**What this task involves:**
Retype, character for character, the line containing "Locate the crane" along with each line after it through the end of the data, and only those.

Referring expression pointing data:
= = = =
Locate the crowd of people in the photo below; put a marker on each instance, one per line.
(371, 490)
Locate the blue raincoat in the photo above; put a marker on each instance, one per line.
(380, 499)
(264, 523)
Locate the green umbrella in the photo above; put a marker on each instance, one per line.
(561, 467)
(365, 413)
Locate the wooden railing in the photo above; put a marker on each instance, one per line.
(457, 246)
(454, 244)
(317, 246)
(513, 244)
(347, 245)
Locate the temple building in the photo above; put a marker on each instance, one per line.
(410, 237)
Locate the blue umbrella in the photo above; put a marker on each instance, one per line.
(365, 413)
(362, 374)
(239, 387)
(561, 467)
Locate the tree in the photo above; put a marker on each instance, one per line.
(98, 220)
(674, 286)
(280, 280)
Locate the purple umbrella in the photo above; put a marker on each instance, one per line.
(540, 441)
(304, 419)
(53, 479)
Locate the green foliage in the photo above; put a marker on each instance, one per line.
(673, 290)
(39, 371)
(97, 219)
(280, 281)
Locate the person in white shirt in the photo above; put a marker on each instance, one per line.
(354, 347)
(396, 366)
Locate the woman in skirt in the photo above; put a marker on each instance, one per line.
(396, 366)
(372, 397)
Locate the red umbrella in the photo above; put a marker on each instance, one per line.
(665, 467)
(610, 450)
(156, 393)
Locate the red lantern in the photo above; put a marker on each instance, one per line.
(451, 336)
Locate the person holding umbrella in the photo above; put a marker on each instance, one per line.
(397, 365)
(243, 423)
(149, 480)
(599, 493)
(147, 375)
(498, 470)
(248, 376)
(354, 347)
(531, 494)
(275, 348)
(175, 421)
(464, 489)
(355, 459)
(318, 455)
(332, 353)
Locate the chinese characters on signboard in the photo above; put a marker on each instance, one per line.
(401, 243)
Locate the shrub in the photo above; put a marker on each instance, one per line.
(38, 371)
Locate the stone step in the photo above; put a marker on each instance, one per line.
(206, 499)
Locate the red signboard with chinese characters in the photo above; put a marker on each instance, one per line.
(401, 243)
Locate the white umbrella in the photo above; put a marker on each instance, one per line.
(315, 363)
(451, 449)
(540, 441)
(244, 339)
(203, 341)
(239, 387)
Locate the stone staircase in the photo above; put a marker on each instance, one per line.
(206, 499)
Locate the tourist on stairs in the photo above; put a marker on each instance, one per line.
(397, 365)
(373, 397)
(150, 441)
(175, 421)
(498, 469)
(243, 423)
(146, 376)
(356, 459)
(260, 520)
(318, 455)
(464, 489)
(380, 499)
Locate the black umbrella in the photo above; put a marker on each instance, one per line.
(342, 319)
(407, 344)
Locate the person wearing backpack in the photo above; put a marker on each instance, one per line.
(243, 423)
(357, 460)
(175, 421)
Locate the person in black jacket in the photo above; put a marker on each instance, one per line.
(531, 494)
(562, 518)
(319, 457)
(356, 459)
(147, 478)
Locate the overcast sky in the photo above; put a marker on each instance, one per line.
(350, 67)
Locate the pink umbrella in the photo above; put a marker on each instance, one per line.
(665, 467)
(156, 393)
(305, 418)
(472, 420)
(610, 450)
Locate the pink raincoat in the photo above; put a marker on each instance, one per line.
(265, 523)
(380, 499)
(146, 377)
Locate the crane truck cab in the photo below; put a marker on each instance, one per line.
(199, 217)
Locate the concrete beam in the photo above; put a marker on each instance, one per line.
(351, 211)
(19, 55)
= = = =
**Result for this task:**
Locate the crane truck cab in the photo below; put a marker on each instance, one per line.
(199, 217)
Locate the concrete beam in the photo above; put a marker on each instance, one per line.
(351, 211)
(19, 55)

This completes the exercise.